_Bereitgestellter Auszug:_
========================================================================

Der Bedarf an einer guten Versorgung depressiv Erkrankter ist jedenfalls enorm: Depressionen gehören zu den modernen Volkskrankheiten. Man geht davon aus, dass etwa 10 % der Erwachsenen in Deutschland im Laufe eines Jahres depressive Symptomatiken haben. Das ist zumindest das Ergebnis einer großen repräsentativen Erhebung des Robert Koch-Instituts, der GEDA-Studie 2014/2015. Basis war dort ein Kurzfragebogen (Patient Health Questionnaire, PHQ-8). Erhebungen auf anderer Grundlage, etwa ärztlichen Diagnosen oder vertieften psychiatrischen Interviews, liegen nicht weit davon entfernt. Jede Erhebungsmethode hat Vor- und Nachteile, die man bei der Interpretation beachten muss. So nehmen z.B. an Surveys akut schwer Erkrankte eher nicht teil, während die ärztlichen Diagnosen auch davon abhängen, wie das Versorgungsangebot ist. Aber diese Feinheiten seien einmal dahingestellt, da die Studien halbwegs in die gleiche Größenordnung zeigen. Wir sprechen also über Pi mal Daumen 7 Millionen Menschen im Alter ab 18 Jahren in Deutschland. Regional betrachtet, scheinen die Frauen in Thüringen am seltensten depressiv zu sein, in Berlin und Brandenburg am häufigsten, bei den Männern haben die Bayern und Sachsen-Anhaltiner am wenigsten Probleme, die in Hamburg am meisten. Aber ob diese Regionalverteilung wirklich belastbar ist, weiß ich nicht, die Konfidenzintervalle sind z.T. gigantisch.
Inwiefern heute mehr Menschen depressiv sind als früher, weiß man nicht. Bei den psychischen Störungen insgesamt neigen die Fachleute dazu, dass sie eher gleich häufig bleiben und nur mehr davon im Versorgungssystem ankommen als früher, bei den Depressionen ist man sich nicht ganz so sicher. Aber falls sie zunehmen, dann sicher nicht so dramatisch wie die Antidepressiva-Verordnungen. Möglicherweise hält schlicht das psychotherapeutische Angebot nicht Schritt mit der steigenden Nachfrage nach Behandlung.

========================================================================

_Zu erledigende Aufgabe:_ Schreibe den Auszug über die Versorgung depressiv Erkrankter bitte im Anschluss an seinen letzten Satz weiter. Für die Zeilen gibt es hier nichts zu tun.

========================================================================

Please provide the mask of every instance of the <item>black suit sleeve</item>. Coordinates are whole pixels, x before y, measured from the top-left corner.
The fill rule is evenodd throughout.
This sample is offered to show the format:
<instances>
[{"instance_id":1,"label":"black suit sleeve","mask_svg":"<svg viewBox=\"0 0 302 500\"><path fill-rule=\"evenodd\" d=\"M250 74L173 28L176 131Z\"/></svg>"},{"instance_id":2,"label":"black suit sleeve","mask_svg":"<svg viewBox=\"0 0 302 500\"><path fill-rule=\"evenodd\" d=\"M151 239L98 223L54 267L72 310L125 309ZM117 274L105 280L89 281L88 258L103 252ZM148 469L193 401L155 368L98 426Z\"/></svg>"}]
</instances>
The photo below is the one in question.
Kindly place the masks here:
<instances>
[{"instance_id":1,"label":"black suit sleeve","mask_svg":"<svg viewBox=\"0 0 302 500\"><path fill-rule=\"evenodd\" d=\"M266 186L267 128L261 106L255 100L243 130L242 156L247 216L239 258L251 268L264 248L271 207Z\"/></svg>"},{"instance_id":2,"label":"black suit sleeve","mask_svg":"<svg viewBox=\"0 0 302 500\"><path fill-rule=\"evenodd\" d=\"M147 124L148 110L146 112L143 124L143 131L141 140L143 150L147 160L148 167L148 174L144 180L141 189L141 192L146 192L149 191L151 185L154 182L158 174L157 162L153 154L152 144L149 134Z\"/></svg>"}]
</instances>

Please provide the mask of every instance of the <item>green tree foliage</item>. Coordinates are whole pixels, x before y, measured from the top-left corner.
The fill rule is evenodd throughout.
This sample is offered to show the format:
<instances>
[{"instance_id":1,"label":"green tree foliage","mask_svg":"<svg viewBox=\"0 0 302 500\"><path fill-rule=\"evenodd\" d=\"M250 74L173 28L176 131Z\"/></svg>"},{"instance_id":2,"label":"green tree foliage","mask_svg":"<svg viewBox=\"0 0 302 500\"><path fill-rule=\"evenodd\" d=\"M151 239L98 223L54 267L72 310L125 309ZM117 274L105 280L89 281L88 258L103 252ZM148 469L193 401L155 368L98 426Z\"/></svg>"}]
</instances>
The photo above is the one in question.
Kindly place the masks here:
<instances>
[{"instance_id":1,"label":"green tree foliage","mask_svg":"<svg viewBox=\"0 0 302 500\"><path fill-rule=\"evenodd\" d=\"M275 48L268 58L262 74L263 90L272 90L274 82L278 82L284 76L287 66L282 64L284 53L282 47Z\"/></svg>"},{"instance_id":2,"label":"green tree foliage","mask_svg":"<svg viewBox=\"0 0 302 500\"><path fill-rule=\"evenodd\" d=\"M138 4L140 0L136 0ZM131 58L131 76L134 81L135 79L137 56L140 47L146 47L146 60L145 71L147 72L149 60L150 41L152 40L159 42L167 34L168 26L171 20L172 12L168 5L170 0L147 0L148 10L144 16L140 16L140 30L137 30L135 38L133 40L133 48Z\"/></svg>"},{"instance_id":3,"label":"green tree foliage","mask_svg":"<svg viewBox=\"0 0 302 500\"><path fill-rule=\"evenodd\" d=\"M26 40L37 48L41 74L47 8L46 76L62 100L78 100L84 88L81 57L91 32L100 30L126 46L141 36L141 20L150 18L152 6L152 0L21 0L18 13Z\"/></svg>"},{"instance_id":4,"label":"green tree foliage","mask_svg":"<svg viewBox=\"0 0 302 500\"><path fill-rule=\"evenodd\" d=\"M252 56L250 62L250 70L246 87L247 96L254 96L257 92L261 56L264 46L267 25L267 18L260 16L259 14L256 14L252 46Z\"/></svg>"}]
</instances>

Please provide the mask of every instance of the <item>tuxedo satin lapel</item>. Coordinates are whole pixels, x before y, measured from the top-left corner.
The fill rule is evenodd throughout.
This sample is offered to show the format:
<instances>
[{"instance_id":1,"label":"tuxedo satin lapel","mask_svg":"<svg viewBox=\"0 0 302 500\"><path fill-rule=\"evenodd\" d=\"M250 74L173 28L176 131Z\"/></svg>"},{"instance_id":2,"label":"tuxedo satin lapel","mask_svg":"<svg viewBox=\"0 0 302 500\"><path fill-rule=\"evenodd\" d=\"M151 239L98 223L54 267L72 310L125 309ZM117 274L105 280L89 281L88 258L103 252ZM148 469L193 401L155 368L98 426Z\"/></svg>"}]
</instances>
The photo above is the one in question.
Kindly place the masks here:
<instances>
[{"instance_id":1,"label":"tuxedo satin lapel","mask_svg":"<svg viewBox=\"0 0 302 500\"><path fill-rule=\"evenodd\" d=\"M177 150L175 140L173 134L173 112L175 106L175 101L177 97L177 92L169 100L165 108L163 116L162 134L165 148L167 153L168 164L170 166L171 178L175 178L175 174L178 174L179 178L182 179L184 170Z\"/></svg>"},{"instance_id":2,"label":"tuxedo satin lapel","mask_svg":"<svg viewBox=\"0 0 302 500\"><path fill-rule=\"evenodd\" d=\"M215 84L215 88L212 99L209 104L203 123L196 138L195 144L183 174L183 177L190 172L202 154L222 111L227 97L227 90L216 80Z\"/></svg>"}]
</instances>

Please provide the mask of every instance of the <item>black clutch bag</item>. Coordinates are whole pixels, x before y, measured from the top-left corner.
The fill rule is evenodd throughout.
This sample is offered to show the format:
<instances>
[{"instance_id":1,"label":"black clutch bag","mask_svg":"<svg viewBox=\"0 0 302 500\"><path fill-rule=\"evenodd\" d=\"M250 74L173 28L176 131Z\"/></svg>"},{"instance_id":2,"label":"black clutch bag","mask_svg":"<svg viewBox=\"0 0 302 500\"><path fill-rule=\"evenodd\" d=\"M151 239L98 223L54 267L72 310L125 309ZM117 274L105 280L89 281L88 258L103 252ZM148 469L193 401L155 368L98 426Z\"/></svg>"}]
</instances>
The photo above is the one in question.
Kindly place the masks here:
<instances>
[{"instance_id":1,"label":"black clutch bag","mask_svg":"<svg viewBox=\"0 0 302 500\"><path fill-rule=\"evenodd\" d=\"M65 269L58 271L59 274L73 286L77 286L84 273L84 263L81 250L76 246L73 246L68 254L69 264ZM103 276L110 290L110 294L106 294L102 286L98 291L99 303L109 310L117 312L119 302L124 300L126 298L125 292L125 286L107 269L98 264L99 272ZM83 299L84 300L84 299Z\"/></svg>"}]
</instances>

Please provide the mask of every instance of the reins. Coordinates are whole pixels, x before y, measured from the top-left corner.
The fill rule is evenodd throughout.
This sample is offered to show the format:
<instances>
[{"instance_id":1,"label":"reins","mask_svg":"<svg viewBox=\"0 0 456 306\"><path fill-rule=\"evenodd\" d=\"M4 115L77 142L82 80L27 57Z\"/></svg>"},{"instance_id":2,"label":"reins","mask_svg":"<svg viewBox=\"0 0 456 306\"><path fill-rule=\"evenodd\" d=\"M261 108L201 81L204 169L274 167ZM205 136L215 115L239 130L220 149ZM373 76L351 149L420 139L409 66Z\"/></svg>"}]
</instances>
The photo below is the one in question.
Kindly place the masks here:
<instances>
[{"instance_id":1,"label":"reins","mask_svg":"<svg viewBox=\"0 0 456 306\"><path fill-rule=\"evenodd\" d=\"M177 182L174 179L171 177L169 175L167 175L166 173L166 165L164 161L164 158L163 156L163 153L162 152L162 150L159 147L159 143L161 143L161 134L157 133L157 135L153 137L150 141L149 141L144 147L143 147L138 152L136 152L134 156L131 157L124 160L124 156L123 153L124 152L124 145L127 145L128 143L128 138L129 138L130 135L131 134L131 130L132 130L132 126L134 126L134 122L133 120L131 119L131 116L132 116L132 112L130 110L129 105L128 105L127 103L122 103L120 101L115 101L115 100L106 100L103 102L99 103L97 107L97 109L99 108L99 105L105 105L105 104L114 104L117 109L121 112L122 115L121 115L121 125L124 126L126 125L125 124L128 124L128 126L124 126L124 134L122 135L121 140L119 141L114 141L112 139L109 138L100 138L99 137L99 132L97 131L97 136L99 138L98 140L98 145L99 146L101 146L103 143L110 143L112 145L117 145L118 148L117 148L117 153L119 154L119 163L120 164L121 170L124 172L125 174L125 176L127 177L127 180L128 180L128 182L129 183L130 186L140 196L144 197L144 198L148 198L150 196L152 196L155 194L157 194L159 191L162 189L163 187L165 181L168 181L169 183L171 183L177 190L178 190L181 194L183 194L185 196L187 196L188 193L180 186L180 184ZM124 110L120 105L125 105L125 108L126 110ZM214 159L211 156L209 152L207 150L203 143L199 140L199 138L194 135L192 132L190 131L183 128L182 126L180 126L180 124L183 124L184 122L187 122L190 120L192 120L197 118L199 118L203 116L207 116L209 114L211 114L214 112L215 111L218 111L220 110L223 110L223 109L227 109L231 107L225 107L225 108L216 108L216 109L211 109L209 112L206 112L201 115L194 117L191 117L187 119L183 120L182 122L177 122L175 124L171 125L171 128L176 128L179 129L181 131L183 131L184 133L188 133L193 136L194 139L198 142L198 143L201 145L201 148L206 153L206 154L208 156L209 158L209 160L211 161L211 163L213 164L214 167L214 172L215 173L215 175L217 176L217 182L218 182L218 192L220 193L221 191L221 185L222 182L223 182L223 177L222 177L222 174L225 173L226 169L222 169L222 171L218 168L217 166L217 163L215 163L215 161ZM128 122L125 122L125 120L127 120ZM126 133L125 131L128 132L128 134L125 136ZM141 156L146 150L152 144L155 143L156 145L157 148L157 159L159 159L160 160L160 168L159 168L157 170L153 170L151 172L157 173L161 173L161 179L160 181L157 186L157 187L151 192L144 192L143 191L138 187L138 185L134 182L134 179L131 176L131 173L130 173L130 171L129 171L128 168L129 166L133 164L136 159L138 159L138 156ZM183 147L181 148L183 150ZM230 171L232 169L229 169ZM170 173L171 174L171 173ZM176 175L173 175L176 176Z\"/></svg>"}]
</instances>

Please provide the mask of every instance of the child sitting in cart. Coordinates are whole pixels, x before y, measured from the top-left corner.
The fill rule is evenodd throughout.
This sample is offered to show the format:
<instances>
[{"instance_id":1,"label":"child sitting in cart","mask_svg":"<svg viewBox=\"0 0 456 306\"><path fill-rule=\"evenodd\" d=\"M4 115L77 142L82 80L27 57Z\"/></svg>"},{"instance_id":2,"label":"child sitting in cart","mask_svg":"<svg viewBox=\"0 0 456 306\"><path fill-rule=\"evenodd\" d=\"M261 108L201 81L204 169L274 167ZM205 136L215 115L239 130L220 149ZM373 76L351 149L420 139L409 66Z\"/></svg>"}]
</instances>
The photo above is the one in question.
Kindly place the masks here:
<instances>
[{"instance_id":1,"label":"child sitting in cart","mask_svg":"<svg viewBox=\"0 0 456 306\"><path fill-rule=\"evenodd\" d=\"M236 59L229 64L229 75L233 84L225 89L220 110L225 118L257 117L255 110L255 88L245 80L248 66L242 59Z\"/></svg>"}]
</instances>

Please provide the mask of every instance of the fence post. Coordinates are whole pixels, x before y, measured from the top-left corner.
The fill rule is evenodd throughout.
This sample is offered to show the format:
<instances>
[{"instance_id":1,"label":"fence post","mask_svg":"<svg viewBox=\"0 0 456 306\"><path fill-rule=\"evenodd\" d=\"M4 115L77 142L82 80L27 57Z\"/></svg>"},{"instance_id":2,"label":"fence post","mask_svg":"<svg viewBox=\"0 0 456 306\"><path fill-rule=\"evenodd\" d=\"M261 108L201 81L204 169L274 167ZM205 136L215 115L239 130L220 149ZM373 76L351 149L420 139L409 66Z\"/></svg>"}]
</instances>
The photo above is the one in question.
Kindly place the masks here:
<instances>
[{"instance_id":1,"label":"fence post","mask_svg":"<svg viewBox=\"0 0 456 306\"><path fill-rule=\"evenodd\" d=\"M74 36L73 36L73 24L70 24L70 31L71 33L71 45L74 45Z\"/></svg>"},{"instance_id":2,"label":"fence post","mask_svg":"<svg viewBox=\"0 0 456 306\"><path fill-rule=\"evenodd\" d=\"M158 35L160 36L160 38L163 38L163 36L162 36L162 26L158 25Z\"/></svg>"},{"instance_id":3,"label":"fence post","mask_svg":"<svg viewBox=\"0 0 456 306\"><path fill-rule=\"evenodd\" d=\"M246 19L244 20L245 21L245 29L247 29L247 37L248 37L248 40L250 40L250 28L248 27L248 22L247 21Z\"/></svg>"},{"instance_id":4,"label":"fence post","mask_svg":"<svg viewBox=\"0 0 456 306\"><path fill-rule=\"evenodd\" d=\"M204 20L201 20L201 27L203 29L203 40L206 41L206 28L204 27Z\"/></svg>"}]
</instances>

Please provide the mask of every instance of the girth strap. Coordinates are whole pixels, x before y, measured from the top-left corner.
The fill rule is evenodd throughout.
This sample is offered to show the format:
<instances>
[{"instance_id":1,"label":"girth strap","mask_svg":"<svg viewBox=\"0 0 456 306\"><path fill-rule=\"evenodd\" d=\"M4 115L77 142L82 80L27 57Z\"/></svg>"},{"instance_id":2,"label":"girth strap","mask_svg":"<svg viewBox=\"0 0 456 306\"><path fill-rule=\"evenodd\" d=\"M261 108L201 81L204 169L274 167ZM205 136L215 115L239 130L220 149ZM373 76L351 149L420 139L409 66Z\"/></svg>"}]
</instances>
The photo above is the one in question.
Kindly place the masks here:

========================================================================

_Ergebnis der Aufgabe:_
Der Arzneiverordnungs-Report kann auch ansonsten mit sehr interessanten Daten aufwarten. Beispielsweise kann man dort nachlesen, dass für „umstrittene Arzneimittel“, deren therapeutische Wirksamkeit nicht in ausreichendem Maße durch kontrollierte klinische Studien nachgewiesen wurde, ca. 500 Mio. Euro ausgegeben wurden. Vor 30 Jahren, 1986, waren es noch 1,7 Mrd. Euro. Nicht alle diese Mittel sind einfach zu streichen, weil es manchmal keine nachweislich wirksamen Mittel gibt. Am meisten Geld ausgegeben wurde 2017 für Onkologika (6,4 Mrd. Euro), Immunsuppressiva (4,7 Mrd. Euro) und Antidiabetika (2,4 Mrd.). Die Psychopharmaka liegen mit 1,7 Mrd. Euro auf Platz 6 der umsatzstärksten Arzneimittel. Impfstoffe sind, auch das sei noch angemerkt, mit ca. 1,2 Mrd. Euro dabei. Insgesamt wurden 2017 im GKV-Bereich 39,9 Mrd. Euro für Arzneimittel ausgegeben.
Der Arzneiverordnungs-Report ist wie sein Vorgänger ein umfassendes Nachschlagewerk. Er ist 906 Seiten stark, d.h. auf eine Seite kommen 44.000 Euro Arzneimittelausgaben. In Relation dazu ist er mit 59,99 Euro, also ca. 7 Cent pro Seite, schon wieder preiswert. Lohnenswert ist die Lektüre auf jeden Fall.